Goal = Rescale the records by restating every line, requests included, with each coordinate in the answers multiplied by 2.05 and rounded to a whole number, halves rounding up. Leave the pictures out of your answer.

Records to process =
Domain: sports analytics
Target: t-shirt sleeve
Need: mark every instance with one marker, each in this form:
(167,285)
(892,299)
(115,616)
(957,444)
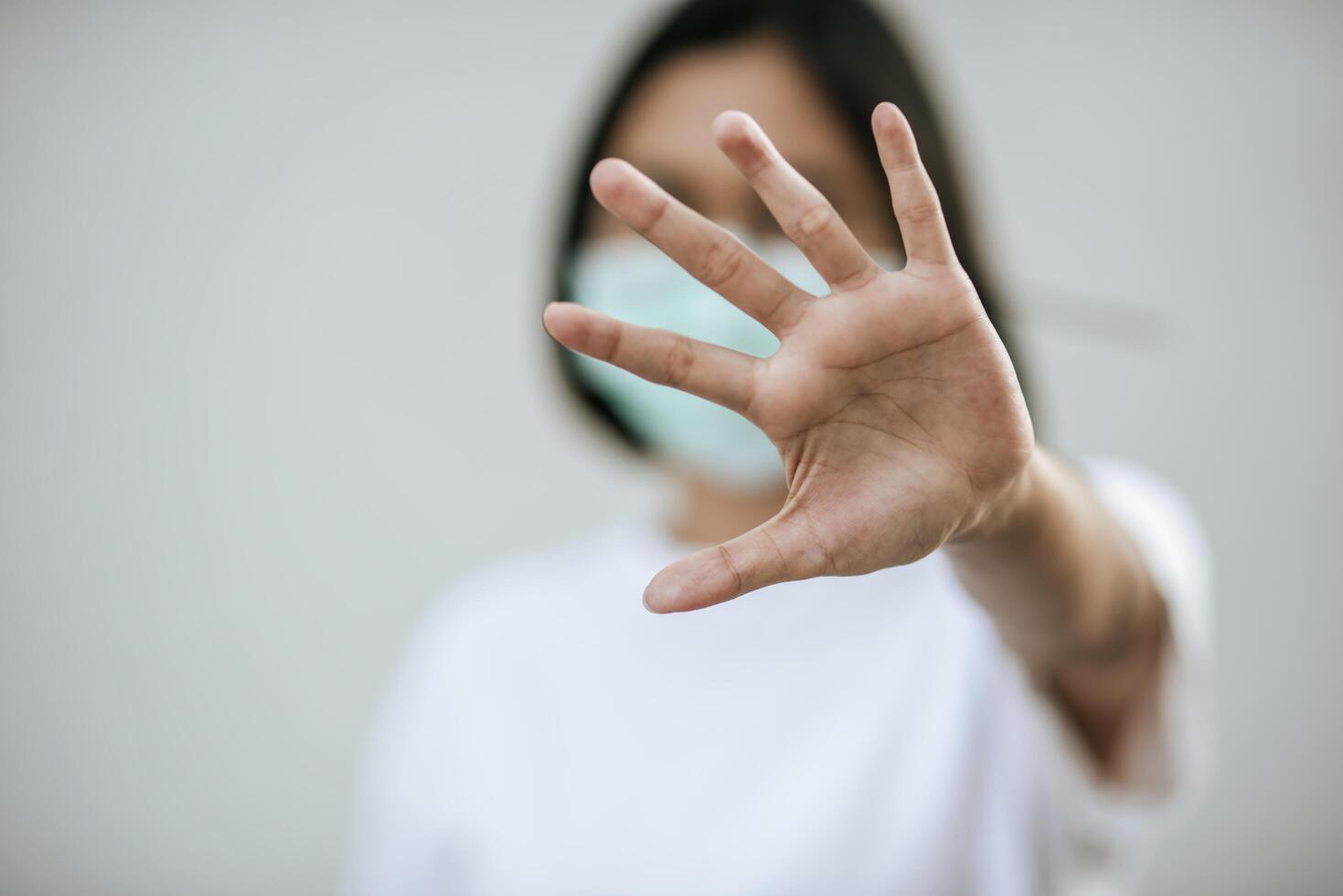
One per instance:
(1165,759)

Written reply =
Domain: sports analytics
Target: t-shirt sleeve
Need: mark every instance with one marker, each in this form:
(167,285)
(892,299)
(115,616)
(957,444)
One per instance:
(2388,1556)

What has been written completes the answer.